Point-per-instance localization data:
┄┄┄┄┄┄
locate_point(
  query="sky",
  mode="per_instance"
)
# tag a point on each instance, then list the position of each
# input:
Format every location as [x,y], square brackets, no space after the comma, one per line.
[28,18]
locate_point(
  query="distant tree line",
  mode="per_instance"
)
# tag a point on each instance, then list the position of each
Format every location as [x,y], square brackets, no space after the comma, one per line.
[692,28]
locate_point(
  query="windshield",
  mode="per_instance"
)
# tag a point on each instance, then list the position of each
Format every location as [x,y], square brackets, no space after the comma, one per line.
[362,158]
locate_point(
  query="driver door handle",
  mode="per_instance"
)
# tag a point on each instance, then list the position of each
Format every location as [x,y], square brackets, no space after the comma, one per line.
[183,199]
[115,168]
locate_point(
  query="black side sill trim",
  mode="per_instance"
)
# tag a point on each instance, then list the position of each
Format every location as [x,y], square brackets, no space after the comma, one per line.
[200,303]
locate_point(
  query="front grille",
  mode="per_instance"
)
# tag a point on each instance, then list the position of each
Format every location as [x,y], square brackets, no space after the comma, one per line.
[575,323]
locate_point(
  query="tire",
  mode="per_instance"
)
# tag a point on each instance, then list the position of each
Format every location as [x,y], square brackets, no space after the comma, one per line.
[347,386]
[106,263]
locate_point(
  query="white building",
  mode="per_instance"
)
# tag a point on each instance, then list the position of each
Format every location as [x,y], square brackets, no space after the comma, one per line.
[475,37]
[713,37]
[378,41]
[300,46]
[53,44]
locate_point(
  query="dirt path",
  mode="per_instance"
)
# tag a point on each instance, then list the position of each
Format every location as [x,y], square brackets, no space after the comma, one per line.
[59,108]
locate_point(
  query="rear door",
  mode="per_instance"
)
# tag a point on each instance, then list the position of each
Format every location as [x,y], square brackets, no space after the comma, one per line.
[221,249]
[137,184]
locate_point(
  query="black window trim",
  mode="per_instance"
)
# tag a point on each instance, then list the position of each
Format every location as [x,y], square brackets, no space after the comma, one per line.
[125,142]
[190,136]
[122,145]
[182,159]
┄┄┄┄┄┄
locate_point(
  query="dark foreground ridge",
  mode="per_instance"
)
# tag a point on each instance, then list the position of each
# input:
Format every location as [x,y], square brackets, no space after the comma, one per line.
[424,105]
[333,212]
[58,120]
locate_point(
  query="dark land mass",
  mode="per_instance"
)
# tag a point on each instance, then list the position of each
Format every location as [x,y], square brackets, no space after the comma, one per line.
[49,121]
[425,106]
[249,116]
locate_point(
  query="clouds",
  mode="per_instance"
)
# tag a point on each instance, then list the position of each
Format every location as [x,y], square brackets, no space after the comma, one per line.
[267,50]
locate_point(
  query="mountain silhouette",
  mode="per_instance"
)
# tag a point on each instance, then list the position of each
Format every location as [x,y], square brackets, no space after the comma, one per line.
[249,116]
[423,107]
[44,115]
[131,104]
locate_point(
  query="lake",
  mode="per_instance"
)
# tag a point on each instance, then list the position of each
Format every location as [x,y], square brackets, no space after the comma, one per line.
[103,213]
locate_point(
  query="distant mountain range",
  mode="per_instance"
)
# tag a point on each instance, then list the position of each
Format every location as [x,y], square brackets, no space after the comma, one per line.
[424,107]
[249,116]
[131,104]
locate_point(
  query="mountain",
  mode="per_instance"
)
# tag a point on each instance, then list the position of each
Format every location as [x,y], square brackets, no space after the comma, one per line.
┄┄┄┄┄┄
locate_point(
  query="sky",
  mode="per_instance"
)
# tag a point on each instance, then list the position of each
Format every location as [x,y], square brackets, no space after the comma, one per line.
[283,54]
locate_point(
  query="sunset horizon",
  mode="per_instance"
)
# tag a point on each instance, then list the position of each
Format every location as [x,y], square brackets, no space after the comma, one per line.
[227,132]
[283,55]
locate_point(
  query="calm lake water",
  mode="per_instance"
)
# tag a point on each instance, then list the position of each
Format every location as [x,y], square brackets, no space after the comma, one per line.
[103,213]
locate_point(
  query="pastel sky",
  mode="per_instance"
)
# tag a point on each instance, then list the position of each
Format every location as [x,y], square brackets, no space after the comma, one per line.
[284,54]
┄┄┄┄┄┄
> _Exercise prompt_: Show the lines from the data above that contain the string "trim".

> _Task response_:
  query="black side sill trim",
  query="black window trim",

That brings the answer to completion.